╭─ DATASET CONTENT

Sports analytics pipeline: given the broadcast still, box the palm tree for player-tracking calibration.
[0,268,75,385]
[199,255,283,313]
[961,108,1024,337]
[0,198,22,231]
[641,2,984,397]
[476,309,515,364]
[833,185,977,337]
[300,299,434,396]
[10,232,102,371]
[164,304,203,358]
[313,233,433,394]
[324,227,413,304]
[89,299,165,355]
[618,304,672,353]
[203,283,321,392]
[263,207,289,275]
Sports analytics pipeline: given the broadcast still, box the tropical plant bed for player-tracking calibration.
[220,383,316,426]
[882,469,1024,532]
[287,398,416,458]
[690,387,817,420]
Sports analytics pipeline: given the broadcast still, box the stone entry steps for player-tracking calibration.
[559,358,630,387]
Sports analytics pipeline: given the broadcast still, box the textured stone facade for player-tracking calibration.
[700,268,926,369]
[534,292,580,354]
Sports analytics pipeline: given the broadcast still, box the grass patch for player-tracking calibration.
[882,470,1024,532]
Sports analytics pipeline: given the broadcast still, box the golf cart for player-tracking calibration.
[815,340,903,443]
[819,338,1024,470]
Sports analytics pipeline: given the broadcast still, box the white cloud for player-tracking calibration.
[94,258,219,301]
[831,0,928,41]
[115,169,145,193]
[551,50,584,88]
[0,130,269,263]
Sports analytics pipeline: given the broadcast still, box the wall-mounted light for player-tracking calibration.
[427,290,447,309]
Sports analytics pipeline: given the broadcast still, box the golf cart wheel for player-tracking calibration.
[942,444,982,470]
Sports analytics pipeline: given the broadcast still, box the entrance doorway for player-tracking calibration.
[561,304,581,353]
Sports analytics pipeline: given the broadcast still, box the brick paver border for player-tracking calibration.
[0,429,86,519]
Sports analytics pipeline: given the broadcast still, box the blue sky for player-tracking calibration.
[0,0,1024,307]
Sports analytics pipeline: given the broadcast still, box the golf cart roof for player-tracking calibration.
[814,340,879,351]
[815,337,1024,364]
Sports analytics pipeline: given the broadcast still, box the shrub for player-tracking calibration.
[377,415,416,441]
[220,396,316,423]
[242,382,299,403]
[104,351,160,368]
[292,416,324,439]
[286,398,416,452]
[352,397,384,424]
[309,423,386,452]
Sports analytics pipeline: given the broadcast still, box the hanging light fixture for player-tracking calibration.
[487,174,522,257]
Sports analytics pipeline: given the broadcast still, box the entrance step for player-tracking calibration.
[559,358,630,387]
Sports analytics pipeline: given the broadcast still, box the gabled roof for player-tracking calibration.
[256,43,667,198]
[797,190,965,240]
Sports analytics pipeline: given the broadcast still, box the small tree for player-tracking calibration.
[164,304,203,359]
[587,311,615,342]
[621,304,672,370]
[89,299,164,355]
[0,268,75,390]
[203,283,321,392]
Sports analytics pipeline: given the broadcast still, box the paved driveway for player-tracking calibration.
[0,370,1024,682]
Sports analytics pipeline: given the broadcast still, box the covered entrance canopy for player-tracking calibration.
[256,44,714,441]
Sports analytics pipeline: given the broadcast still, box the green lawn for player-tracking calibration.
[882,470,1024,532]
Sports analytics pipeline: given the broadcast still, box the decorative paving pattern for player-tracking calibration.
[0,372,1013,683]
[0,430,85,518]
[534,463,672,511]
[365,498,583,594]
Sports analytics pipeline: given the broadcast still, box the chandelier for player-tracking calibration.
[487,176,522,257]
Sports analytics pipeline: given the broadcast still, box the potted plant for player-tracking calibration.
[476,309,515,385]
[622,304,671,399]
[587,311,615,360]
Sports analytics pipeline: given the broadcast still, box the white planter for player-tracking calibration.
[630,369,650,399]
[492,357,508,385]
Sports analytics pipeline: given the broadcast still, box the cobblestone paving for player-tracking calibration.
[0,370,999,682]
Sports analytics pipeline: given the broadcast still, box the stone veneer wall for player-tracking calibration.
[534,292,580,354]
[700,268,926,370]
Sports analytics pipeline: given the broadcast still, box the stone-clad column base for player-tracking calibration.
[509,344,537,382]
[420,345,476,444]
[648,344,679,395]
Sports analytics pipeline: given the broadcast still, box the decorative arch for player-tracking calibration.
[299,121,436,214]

╰─

_EXERCISE AIM_
Render these lines as a numbered list, leaving out any blank lines.

_EXERCISE SOLUTION_
1. Sports analytics pipeline: given the broadcast still, box the palm tree for player-tracking calibration.
2. [0,268,75,385]
3. [199,255,283,313]
4. [961,108,1024,337]
5. [0,198,22,231]
6. [641,2,984,397]
7. [476,309,515,364]
8. [833,185,977,337]
9. [300,299,434,396]
10. [10,232,102,371]
11. [164,304,203,358]
12. [313,233,433,394]
13. [324,227,413,304]
14. [89,299,165,355]
15. [618,304,672,353]
16. [203,283,321,392]
17. [263,207,289,275]
18. Sports analytics pipeline: given the broadcast still, box the tropical plant bed for player-tracking calibration.
19. [220,383,316,426]
20. [882,469,1024,532]
21. [287,398,416,458]
22. [690,387,817,420]
23. Sports analytics pipeline: given the broadcast still, box the stone entry steps for player-tracking calibration.
24. [559,358,630,387]
25. Sports analytics pipeline: given the broadcast still, box the textured stone facade for player-tracking calibration.
26. [700,268,926,369]
27. [534,292,580,354]
28. Sports analytics pipeline: given the broadcast still, box the grass patch for player-tracking calibration.
29. [882,470,1024,532]
30. Sports analytics pipeline: given the broadcast still, box the golf cart for player-tracking calibration.
31. [815,340,903,443]
32. [819,338,1024,470]
33. Sports analytics pipeline: given the broadcast still, box the white cloud for player-tracking calibration.
34. [94,258,219,301]
35. [831,0,928,41]
36. [115,169,145,193]
37. [551,50,584,88]
38. [0,130,269,263]
39. Sports analytics pipeline: given the broadcast still, box the wall-mounted light for player-tracking calibration.
40. [427,290,447,309]
41. Sports analytics pipeline: given the broadcast still, box the golf cart wheel for player-tracking calibration.
42. [942,444,982,470]
43. Sports analytics pipeline: given the broadcast still, box the entrance doorway for player-tracking calibration.
44. [561,304,581,353]
45. Sports analytics pipeline: given the broadcast still, box the brick paver border for player-tracking calibration.
46. [0,429,86,519]
47. Sports analytics pipeline: given the broadcast still, box the blue sky for player-tracking calibration.
48. [0,0,1024,307]
49. Sports analytics pipeline: given the broadcast still, box the golf cart roof for player-tracking calibration.
50. [814,340,879,351]
51. [815,337,1024,364]
52. Sports analytics pipeline: given the broadcast still, box the shrub for player-tracking calibration.
53. [377,415,416,441]
54. [220,396,316,423]
55. [242,382,299,403]
56. [104,351,160,368]
57. [292,416,324,439]
58. [286,398,416,452]
59. [352,397,384,424]
60. [309,423,386,452]
61. Sports analytics pipeline: given the broadcast still, box the hanging light fixture for player-tracking calibration.
62. [487,174,522,257]
63. Sports analytics pipeline: given the broadcast still, box the entrance step for player-tracking calibration.
64. [559,358,630,387]
65. Sports analytics pipeline: given the broadcast still, box the gabled roof for player-tracking calibration.
66. [256,43,667,198]
67. [797,190,965,240]
68. Sports analytics pipeline: given the broadcast still, box the small tree for player-tracking calibration.
69. [164,304,203,359]
70. [587,311,615,342]
71. [621,304,672,370]
72. [89,299,164,355]
73. [0,268,75,390]
74. [203,283,321,392]
75. Sports analytics pipeline: given the broadcast still, box the paved driveway for player-tracking calibration.
76. [0,370,1024,682]
77. Sports analytics pipeline: given the broadcast still, box the covered entrance canopy for player-tracking calibration.
78. [256,44,714,441]
79. Sports analytics pipeline: given the broadcast still, box the green lawn for player-tracking calibration.
80. [882,470,1024,532]
81. Sports analytics pipeline: given the broadcast still, box the decorative paving pattern for player-tracking calibration.
82. [0,372,1013,683]
83. [0,430,85,518]
84. [534,463,672,511]
85. [365,498,583,594]
86. Sports analytics pipeline: given the broadcast still, box the chandelier for player-tracking calibration.
87. [487,176,522,257]
88. Sports analytics pipeline: given the broadcast still, box the potted plant for player-tracking calibration.
89. [476,309,515,385]
90. [622,304,671,399]
91. [587,311,615,360]
92. Sports analytics pipeline: given the broadcast still, box the white planter for player-tracking calibration.
93. [630,369,650,399]
94. [492,357,508,385]
95. Sports analytics pipeline: given the broadcast still, box the cobblestone paving for player-tracking calibration.
96. [0,370,999,682]
97. Sports analytics pipeline: given the broadcast still, box the stone veneer wall for player-tracking calibration.
98. [534,292,580,354]
99. [700,268,926,370]
100. Sports analytics pipeline: given the broadcast still, box the stone-clad column base for player-tracking calibration.
101. [509,344,537,382]
102. [420,345,476,444]
103. [648,344,679,395]
104. Sports analytics pipeline: given the broadcast still, box the decorative arch for player-tracking calibration.
105. [299,121,436,214]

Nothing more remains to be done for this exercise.